#### QUOTED PASSAGE:
■ ■ ■ ■ ■ ■ ■

The Bridge: Over 30 & Single: A Black Man's Perspective

By Darryl James

I'm over thirty by more than a notion. I'm also single.

I remember when I was twenty-one, how cool I thought it would be to be a bachelor when I got older. I thought of the married cats with their "same thing different night" routine and how the single cats were suave enough to do their thing with many ladies, yet free enough to do it whenever they wanted, with whomever they wanted to.

But once you've been there for a while, it's really not all that fly.

I thought about it at twenty-one, but it wasn't really a plan. I wanted to be married with children and all that jazz. But it just didn't work out that way. After three failed relationships, I am over thirty and single, living the bachelor's life and I don't always love it.

A married friend recently told me that he envies me. He mused at how great it must be to date different women and to come and go as I please. I assured him that if he thought the grass was greener on the other side, it was because mine is Astroturf--he has real grass.

For all the things I heard about how men were having a blast being single and over thirty, it just wasn't the same once I got here. And for all the things I currently hear about single men over thirty, it's just not the same when you're on the ride.

Currently, I hear how men are commitment-phobic, but I don't really see that. What I see are humans who are adversely affected by failed relationships, and the according crushed hopes and dreams. What I see are humans who have an empty spot where love used to live, and where they hope love once again will flourish. Those humans are men as well as women, and many of them just don't know how to make it happen.

■ ■ ■ ■ ■ ■ ■

#### RECORDED INFORMATION:
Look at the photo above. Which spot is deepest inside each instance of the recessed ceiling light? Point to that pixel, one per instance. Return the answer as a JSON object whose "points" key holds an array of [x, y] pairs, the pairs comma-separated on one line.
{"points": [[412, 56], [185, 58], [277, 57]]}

■ ■ ■ ■ ■ ■ ■

#### WHAT YOU NEED TO DO:
(A) Reproduce the essay on being single over thirty from "I remember when" to "all that fly.".
(B) Take the essay on being single over thirty further, picking up after its final sentence.

#### THE REPLIES:
(A)
I remember when I was twenty-one, how cool I thought it would be to be a bachelor when I got older. I thought of the married cats with their "same thing different night" routine and how the single cats were suave enough to do their thing with many ladies, yet free enough to do it whenever they wanted, with whomever they wanted to.

But once you've been there for a while, it's really not all that fly.

(B)
I don't believe that all or most Black women or men are bad people, even though the few bad ones who are the loudest make it appear that way and make some of us react to the truth in weird ways.

I don't believe it when I hear men or women talk about not wanting to be married, or how happy they are being single. If you are telling that lie, then reality is not your friend, and you do not speak for us all. We can be happy with our lives, but happy being single is like being happy without money--you won't die without it, but you know damn well you want it.

Luther Van Dross said it best: "I am not meant to live alone," when he asked her to come and "turn this house into a home." It's true.

I've done the research, so I understand the problem. I've consulted the consultants, so I know what I did wrong and how to make it work out better. I have real coping mechanisms that I've seen work in real life.

But being ready isn't the only challenge.

For some of the very same reasons why many Black women find themselves over thirty and single, many Black men are also looking at the business end of a dream deferred.

My research revealed to me early on that society has changed in some major ways, resulting in less stable communities, which means that there are fewer of us living around each other or working around each other. It's not that there are less men or women than there used to be, or fewer of the "good ones," it's just harder for us to find each other.

It's also harder to look at each other without all of the noise from the unresolved pain that crowds the diaspora.

Those of us who believe that we are among the "good ones," have no difficulty finding nice looking ones, it's just harder to find the more grounded ones with substance as well as style.

So, you may see me with a variety of beautiful women, looking like I'm having a ball. And I may be having fun at the time. But at the end of the day, when she and I realize that we are not meant to be together, and we are sent back out into the world to seek something we hope really does exist, it's not that much fun.

Contrary to the popular myths about Black men, I am not into plentiful casual sex or multiple detached affairs with the flesh of beautiful women. As a Black man who loves Black women and seeks one to have and to hold, I have no problem committing if I believe that it can work out.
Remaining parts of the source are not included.